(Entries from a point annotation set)
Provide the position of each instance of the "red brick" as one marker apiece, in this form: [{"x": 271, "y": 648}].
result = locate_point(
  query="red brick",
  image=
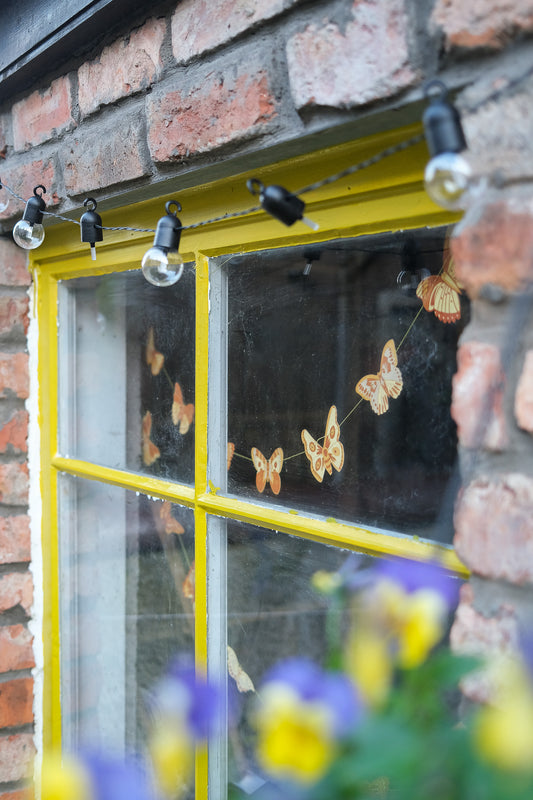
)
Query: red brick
[
  {"x": 13, "y": 315},
  {"x": 13, "y": 264},
  {"x": 493, "y": 244},
  {"x": 16, "y": 589},
  {"x": 16, "y": 757},
  {"x": 16, "y": 702},
  {"x": 366, "y": 60},
  {"x": 494, "y": 527},
  {"x": 482, "y": 23},
  {"x": 14, "y": 484},
  {"x": 201, "y": 25},
  {"x": 15, "y": 541},
  {"x": 14, "y": 376},
  {"x": 477, "y": 397},
  {"x": 42, "y": 115},
  {"x": 23, "y": 178},
  {"x": 15, "y": 648},
  {"x": 202, "y": 119},
  {"x": 125, "y": 67},
  {"x": 523, "y": 406},
  {"x": 102, "y": 158}
]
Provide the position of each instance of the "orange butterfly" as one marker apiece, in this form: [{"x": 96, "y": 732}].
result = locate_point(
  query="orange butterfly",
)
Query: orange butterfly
[
  {"x": 331, "y": 453},
  {"x": 181, "y": 414},
  {"x": 154, "y": 359},
  {"x": 387, "y": 383},
  {"x": 230, "y": 452},
  {"x": 268, "y": 471},
  {"x": 440, "y": 293},
  {"x": 171, "y": 524},
  {"x": 150, "y": 451}
]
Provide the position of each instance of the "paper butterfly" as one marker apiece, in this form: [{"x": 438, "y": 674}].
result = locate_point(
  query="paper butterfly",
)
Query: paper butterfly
[
  {"x": 150, "y": 451},
  {"x": 387, "y": 383},
  {"x": 182, "y": 414},
  {"x": 328, "y": 454},
  {"x": 230, "y": 451},
  {"x": 154, "y": 359},
  {"x": 268, "y": 471},
  {"x": 171, "y": 524},
  {"x": 440, "y": 293}
]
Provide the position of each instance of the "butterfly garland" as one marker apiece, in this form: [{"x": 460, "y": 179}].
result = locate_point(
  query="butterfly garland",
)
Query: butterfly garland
[{"x": 440, "y": 294}]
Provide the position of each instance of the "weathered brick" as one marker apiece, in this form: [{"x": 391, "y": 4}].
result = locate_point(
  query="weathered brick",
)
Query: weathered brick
[
  {"x": 13, "y": 264},
  {"x": 23, "y": 178},
  {"x": 14, "y": 377},
  {"x": 42, "y": 115},
  {"x": 523, "y": 405},
  {"x": 98, "y": 158},
  {"x": 125, "y": 67},
  {"x": 493, "y": 243},
  {"x": 15, "y": 540},
  {"x": 219, "y": 111},
  {"x": 16, "y": 702},
  {"x": 16, "y": 589},
  {"x": 14, "y": 484},
  {"x": 16, "y": 757},
  {"x": 15, "y": 648},
  {"x": 494, "y": 527},
  {"x": 342, "y": 68},
  {"x": 14, "y": 433},
  {"x": 477, "y": 397},
  {"x": 201, "y": 25},
  {"x": 482, "y": 23},
  {"x": 13, "y": 315}
]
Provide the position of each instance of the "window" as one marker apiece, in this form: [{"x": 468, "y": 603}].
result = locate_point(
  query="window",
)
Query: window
[{"x": 189, "y": 489}]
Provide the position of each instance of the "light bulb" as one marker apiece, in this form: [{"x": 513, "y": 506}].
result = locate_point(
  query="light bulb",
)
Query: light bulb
[
  {"x": 448, "y": 180},
  {"x": 161, "y": 266},
  {"x": 28, "y": 235}
]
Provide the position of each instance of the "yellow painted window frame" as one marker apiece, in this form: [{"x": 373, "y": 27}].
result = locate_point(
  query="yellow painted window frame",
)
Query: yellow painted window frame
[{"x": 387, "y": 196}]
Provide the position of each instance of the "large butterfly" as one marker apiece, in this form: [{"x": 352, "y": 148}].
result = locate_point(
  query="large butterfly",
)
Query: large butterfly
[
  {"x": 440, "y": 293},
  {"x": 387, "y": 383},
  {"x": 268, "y": 470},
  {"x": 150, "y": 451},
  {"x": 182, "y": 414},
  {"x": 154, "y": 359},
  {"x": 330, "y": 453}
]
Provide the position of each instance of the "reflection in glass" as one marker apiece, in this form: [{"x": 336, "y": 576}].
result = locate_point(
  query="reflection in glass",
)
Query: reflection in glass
[
  {"x": 127, "y": 373},
  {"x": 341, "y": 357},
  {"x": 126, "y": 608}
]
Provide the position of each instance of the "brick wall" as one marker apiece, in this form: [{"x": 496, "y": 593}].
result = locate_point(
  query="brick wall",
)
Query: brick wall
[{"x": 208, "y": 82}]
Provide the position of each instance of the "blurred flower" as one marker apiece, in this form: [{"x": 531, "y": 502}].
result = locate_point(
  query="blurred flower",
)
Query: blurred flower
[{"x": 302, "y": 713}]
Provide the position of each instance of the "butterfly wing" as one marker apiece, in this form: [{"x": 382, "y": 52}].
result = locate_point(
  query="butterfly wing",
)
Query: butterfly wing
[
  {"x": 314, "y": 453},
  {"x": 332, "y": 444},
  {"x": 391, "y": 376},
  {"x": 275, "y": 463},
  {"x": 372, "y": 389},
  {"x": 261, "y": 465}
]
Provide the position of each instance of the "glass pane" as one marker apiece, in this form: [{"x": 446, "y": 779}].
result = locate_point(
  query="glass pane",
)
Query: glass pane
[
  {"x": 127, "y": 373},
  {"x": 126, "y": 607},
  {"x": 309, "y": 325}
]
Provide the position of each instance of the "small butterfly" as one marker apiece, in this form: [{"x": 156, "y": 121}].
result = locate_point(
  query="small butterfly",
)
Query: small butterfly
[
  {"x": 268, "y": 471},
  {"x": 150, "y": 451},
  {"x": 230, "y": 452},
  {"x": 182, "y": 414},
  {"x": 171, "y": 524},
  {"x": 330, "y": 453},
  {"x": 387, "y": 383},
  {"x": 154, "y": 359},
  {"x": 440, "y": 293}
]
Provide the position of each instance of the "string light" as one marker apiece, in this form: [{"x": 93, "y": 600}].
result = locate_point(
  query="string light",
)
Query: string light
[
  {"x": 162, "y": 264},
  {"x": 29, "y": 232}
]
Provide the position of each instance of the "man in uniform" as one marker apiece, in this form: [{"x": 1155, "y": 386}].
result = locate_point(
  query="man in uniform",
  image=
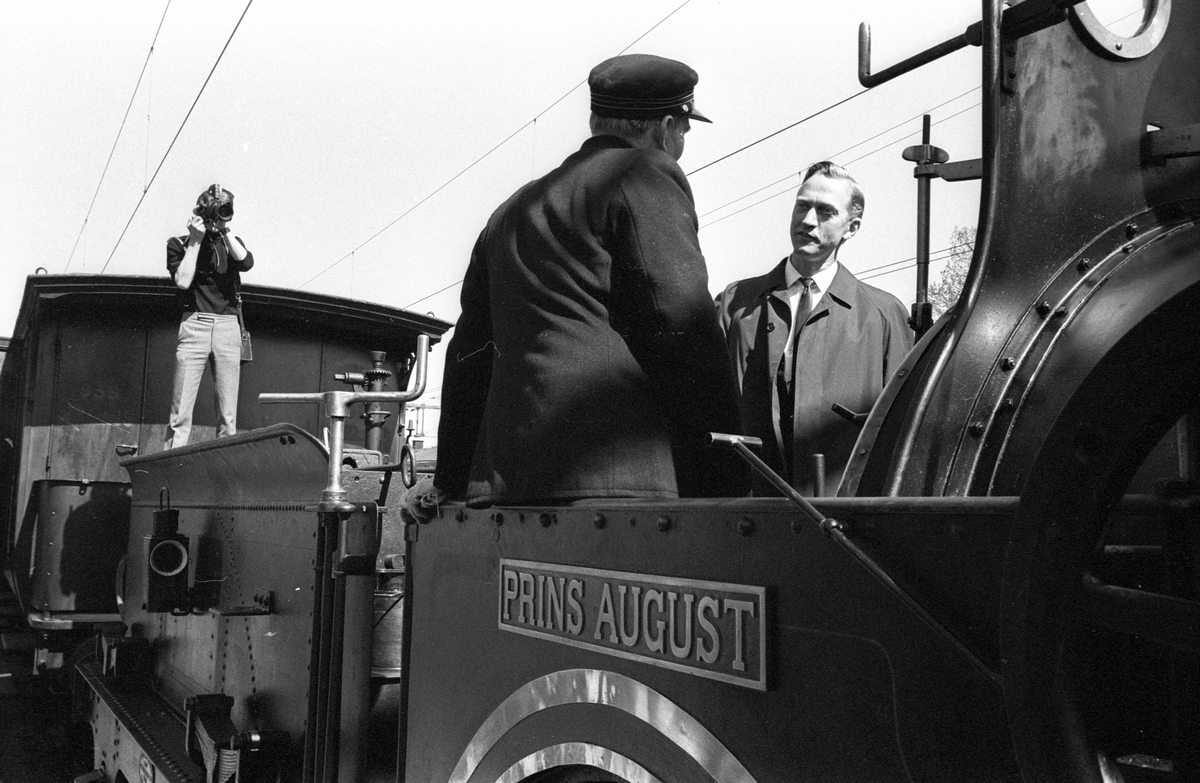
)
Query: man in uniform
[
  {"x": 588, "y": 360},
  {"x": 808, "y": 334}
]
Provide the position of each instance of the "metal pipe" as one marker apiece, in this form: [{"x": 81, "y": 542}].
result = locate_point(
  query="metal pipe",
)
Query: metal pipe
[
  {"x": 834, "y": 530},
  {"x": 337, "y": 406},
  {"x": 923, "y": 203}
]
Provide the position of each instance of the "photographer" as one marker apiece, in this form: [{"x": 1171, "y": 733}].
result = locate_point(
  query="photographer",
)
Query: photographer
[{"x": 205, "y": 264}]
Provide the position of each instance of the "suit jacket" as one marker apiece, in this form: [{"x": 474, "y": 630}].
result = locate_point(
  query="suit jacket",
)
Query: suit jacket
[
  {"x": 588, "y": 360},
  {"x": 850, "y": 345}
]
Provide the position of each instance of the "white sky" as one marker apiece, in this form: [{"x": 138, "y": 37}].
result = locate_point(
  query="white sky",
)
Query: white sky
[{"x": 329, "y": 121}]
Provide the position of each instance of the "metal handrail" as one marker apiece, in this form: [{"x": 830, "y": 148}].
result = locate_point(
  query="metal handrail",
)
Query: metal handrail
[{"x": 337, "y": 404}]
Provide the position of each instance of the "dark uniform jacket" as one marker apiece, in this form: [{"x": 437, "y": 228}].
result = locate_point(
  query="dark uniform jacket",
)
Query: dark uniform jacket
[
  {"x": 851, "y": 344},
  {"x": 588, "y": 360}
]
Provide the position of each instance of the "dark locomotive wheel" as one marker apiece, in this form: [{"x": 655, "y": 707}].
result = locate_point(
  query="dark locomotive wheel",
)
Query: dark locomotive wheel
[{"x": 1101, "y": 627}]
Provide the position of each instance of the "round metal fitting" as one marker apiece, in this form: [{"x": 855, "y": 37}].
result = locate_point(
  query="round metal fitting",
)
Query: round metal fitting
[{"x": 1125, "y": 29}]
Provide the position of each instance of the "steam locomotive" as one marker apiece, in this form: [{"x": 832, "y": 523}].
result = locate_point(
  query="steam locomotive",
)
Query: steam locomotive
[{"x": 1005, "y": 586}]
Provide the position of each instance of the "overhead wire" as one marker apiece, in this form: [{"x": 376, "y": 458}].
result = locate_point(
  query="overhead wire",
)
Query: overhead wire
[
  {"x": 479, "y": 160},
  {"x": 119, "y": 130},
  {"x": 871, "y": 138},
  {"x": 172, "y": 145},
  {"x": 457, "y": 282},
  {"x": 853, "y": 160}
]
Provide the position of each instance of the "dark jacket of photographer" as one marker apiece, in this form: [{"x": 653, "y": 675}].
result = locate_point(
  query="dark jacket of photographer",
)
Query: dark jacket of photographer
[
  {"x": 210, "y": 291},
  {"x": 588, "y": 360}
]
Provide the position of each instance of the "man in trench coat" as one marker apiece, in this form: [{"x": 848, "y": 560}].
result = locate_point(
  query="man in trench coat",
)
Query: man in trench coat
[
  {"x": 588, "y": 360},
  {"x": 850, "y": 338}
]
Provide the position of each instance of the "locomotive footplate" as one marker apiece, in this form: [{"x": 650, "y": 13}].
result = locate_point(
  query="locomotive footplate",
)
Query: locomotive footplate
[{"x": 137, "y": 733}]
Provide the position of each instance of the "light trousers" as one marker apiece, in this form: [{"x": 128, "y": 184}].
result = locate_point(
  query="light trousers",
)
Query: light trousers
[{"x": 205, "y": 336}]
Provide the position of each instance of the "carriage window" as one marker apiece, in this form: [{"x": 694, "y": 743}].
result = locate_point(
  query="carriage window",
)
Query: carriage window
[{"x": 1126, "y": 29}]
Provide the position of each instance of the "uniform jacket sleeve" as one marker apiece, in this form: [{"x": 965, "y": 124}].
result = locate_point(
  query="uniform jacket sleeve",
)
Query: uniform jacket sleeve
[
  {"x": 466, "y": 380},
  {"x": 673, "y": 330}
]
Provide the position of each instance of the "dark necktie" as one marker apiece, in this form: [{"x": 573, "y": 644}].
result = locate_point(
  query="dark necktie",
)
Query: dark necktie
[{"x": 786, "y": 375}]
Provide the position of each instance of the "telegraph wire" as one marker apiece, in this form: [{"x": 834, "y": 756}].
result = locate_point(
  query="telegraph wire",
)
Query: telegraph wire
[
  {"x": 815, "y": 114},
  {"x": 778, "y": 193},
  {"x": 88, "y": 215},
  {"x": 459, "y": 282},
  {"x": 897, "y": 126},
  {"x": 147, "y": 189},
  {"x": 479, "y": 160}
]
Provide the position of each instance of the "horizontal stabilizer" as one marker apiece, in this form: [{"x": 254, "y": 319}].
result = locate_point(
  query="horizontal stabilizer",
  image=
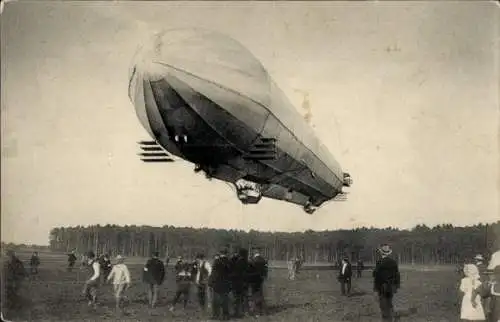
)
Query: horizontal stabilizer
[
  {"x": 340, "y": 197},
  {"x": 153, "y": 154},
  {"x": 263, "y": 149},
  {"x": 151, "y": 148},
  {"x": 158, "y": 160},
  {"x": 148, "y": 143}
]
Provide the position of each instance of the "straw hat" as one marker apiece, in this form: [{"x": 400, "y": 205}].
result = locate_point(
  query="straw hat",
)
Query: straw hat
[{"x": 385, "y": 250}]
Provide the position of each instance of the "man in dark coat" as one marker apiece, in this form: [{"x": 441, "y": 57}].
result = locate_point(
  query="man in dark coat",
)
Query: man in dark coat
[
  {"x": 183, "y": 278},
  {"x": 106, "y": 266},
  {"x": 345, "y": 276},
  {"x": 220, "y": 284},
  {"x": 258, "y": 270},
  {"x": 386, "y": 282},
  {"x": 71, "y": 260},
  {"x": 202, "y": 271},
  {"x": 239, "y": 282},
  {"x": 154, "y": 275},
  {"x": 34, "y": 263},
  {"x": 12, "y": 277}
]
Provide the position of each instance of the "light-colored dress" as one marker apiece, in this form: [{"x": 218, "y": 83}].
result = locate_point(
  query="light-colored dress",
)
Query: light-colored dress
[{"x": 468, "y": 311}]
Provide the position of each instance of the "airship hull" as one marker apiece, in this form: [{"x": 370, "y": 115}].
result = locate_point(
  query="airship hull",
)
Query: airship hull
[{"x": 219, "y": 119}]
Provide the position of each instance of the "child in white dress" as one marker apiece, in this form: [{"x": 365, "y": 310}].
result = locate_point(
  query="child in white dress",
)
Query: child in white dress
[
  {"x": 120, "y": 277},
  {"x": 472, "y": 309}
]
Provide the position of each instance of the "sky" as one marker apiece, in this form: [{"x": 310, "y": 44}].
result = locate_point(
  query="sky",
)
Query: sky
[{"x": 403, "y": 94}]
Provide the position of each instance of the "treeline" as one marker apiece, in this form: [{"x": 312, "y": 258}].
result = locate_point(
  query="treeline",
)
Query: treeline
[{"x": 442, "y": 244}]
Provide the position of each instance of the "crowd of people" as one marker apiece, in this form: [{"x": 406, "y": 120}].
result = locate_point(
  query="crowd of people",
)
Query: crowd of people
[
  {"x": 236, "y": 274},
  {"x": 243, "y": 276},
  {"x": 480, "y": 289}
]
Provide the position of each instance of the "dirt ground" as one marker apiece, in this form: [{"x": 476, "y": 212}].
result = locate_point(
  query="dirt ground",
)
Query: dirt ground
[{"x": 55, "y": 294}]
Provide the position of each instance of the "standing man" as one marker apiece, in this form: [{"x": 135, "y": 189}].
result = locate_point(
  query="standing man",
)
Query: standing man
[
  {"x": 484, "y": 289},
  {"x": 153, "y": 276},
  {"x": 386, "y": 281},
  {"x": 106, "y": 266},
  {"x": 203, "y": 269},
  {"x": 120, "y": 275},
  {"x": 34, "y": 263},
  {"x": 359, "y": 268},
  {"x": 91, "y": 285},
  {"x": 345, "y": 276},
  {"x": 258, "y": 271},
  {"x": 220, "y": 285},
  {"x": 12, "y": 277},
  {"x": 239, "y": 285},
  {"x": 183, "y": 279},
  {"x": 71, "y": 260},
  {"x": 292, "y": 265}
]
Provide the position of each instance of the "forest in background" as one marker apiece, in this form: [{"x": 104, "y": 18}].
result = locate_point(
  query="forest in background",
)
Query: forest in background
[{"x": 442, "y": 244}]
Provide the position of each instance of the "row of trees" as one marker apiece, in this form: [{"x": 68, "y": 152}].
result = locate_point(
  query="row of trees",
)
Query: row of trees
[{"x": 442, "y": 244}]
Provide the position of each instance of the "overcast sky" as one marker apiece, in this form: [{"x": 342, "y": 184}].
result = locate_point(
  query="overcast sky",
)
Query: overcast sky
[{"x": 404, "y": 95}]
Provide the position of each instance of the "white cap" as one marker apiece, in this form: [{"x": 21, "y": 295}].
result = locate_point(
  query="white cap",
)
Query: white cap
[{"x": 495, "y": 260}]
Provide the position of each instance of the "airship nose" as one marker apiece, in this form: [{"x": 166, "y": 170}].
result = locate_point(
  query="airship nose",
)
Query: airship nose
[{"x": 136, "y": 95}]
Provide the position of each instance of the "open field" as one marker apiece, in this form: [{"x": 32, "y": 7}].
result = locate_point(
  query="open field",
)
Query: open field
[{"x": 426, "y": 295}]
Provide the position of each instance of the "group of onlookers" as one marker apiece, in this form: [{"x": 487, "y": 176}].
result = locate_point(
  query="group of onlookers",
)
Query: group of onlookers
[
  {"x": 242, "y": 277},
  {"x": 239, "y": 275},
  {"x": 480, "y": 288}
]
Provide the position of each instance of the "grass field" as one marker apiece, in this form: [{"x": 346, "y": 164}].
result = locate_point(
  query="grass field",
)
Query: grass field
[{"x": 55, "y": 294}]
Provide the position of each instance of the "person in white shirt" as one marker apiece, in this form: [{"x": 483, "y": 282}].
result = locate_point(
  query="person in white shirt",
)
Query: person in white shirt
[
  {"x": 120, "y": 276},
  {"x": 203, "y": 271},
  {"x": 91, "y": 285},
  {"x": 494, "y": 261}
]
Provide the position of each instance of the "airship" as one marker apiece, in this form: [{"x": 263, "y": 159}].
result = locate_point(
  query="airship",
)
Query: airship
[{"x": 206, "y": 99}]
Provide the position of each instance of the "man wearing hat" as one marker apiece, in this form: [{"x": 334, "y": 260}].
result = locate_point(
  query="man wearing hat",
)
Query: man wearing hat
[
  {"x": 91, "y": 285},
  {"x": 120, "y": 275},
  {"x": 484, "y": 289},
  {"x": 386, "y": 281},
  {"x": 203, "y": 269},
  {"x": 154, "y": 275},
  {"x": 220, "y": 285},
  {"x": 258, "y": 271},
  {"x": 345, "y": 276}
]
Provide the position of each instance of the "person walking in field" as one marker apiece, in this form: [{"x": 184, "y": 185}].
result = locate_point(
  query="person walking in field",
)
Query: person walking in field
[
  {"x": 258, "y": 272},
  {"x": 13, "y": 275},
  {"x": 183, "y": 279},
  {"x": 34, "y": 263},
  {"x": 292, "y": 268},
  {"x": 71, "y": 260},
  {"x": 153, "y": 276},
  {"x": 220, "y": 286},
  {"x": 494, "y": 315},
  {"x": 106, "y": 266},
  {"x": 386, "y": 282},
  {"x": 120, "y": 277},
  {"x": 345, "y": 277},
  {"x": 92, "y": 284},
  {"x": 472, "y": 308},
  {"x": 360, "y": 266},
  {"x": 203, "y": 269}
]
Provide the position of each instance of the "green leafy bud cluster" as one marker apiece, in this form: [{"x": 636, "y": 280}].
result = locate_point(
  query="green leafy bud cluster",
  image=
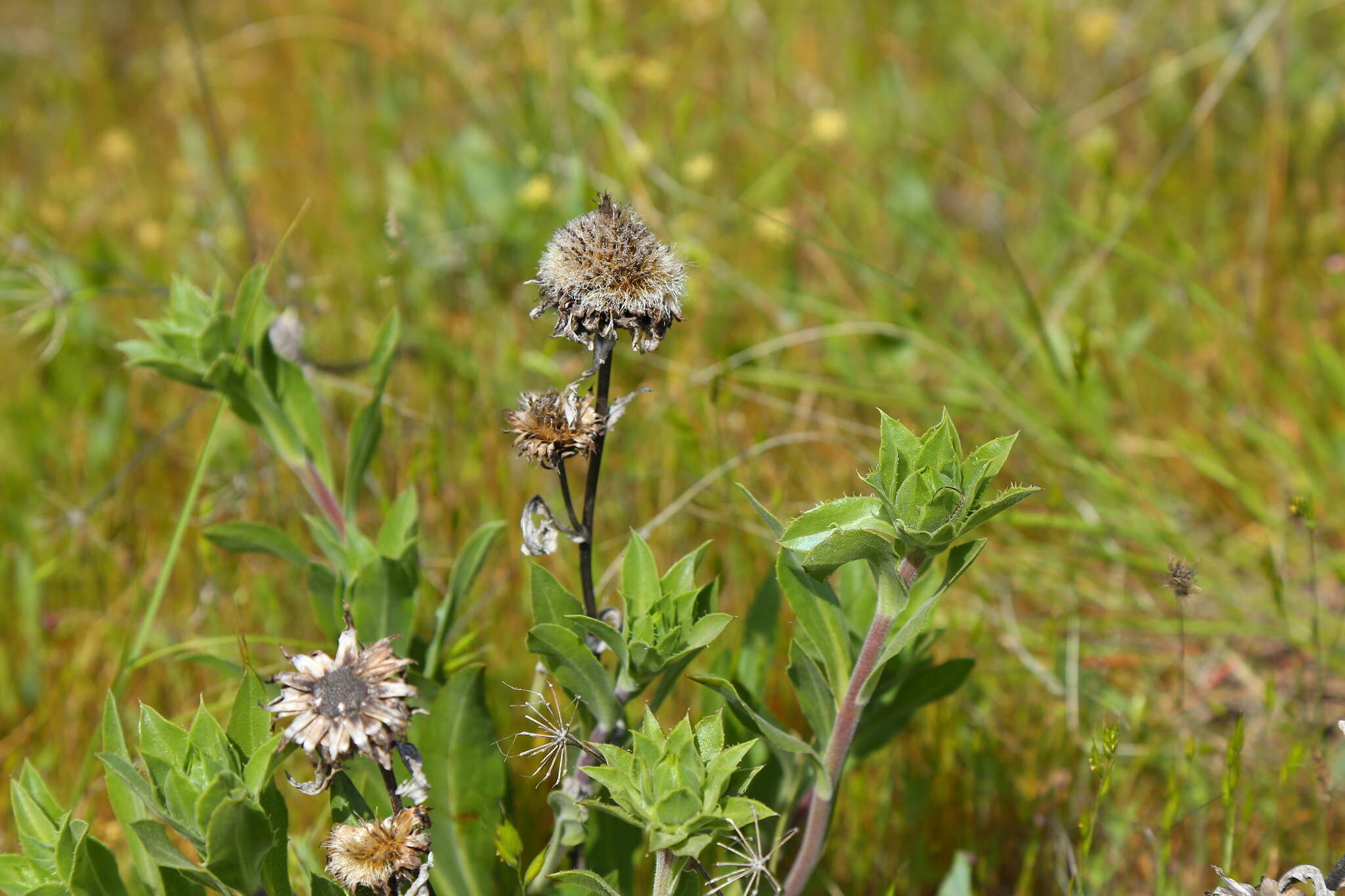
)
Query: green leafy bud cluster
[
  {"x": 929, "y": 495},
  {"x": 684, "y": 786}
]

§ **TASK INSTRUCTIONS**: Please return every line of the listing above that contains the word "trousers", treating uppercase and lowercase as different.

§ **RESULT OF THIS EXERCISE**:
Provide the position of each instance of the "light trousers" as one marker apiece, in this form: [{"x": 128, "y": 184}].
  query="light trousers",
Query: light trousers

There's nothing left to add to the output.